La explotación ha sido la continuidad de las viejas matanzas en nombre de la civilización y en contra de la supuesta barbarie. En estas tierras y en la colonizadora del norte, cuando asesinó a los mártires de Chicago. Hoy esa realidad se profundiza en tiempos de Trump y Milei.
Por Carlos del Frade
(APe).– A fines del siglo diecinueve la Argentina ya había sido el territorio de décadas de guerra por la independencia y muchas más décadas de masacres contra los pueblos originarios, la negritud y el primer movimiento político contrario al puerto de Buenos Aires, el partido federal.
Julio Argentino Roca, antes de ser dos veces presidente de estos saqueados arrabales del mundo, anunciaba la modernidad después de los genocidios y la inserción al planeta gobernado por las reglas de juego impuestas por Gran Bretaña.
El país dependiente iniciaba la construcción del mercado laboral de acuerdo a esos intereses ajenos a la realidad de sus grandes mayorías.
La explotación era la continuidad de las viejas matanzas en nombre de la civilización y en contra de la supuesta barbarie.

- REQUISITOS
Según el fragmento sobre la explotación en la Argentina, ¿cuál fue el primer movimiento político contrario al puerto de Buenos Aires? Responde, por favor, en pocas palabras.

- LISTA DE ENTRADAS
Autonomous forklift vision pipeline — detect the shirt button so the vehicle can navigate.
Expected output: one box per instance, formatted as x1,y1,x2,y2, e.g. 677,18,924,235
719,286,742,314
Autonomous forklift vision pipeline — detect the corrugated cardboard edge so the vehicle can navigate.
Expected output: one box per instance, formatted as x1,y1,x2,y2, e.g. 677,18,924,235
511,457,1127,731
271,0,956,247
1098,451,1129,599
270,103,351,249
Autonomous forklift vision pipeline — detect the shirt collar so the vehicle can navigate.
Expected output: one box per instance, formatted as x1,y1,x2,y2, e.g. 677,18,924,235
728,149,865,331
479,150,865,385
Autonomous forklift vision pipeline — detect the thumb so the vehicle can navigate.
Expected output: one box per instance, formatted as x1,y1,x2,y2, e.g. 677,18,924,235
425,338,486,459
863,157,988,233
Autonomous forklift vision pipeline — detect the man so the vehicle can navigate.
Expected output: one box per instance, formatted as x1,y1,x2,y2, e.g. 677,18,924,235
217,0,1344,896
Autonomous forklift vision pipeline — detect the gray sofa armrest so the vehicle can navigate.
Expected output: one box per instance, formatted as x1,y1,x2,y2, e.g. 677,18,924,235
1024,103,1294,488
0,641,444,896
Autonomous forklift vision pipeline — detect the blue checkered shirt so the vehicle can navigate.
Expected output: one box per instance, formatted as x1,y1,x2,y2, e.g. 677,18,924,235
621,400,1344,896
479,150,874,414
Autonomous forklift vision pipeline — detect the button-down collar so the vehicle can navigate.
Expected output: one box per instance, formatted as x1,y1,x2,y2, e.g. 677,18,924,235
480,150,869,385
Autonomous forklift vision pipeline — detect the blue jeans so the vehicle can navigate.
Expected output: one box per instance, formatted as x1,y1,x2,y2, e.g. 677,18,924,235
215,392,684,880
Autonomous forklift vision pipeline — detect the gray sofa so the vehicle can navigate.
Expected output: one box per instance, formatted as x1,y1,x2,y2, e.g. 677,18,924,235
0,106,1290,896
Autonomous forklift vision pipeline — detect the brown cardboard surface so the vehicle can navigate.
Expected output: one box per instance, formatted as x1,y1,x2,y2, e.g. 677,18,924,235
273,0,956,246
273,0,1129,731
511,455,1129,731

- RESPUESTA ESCRITA
El partido federal.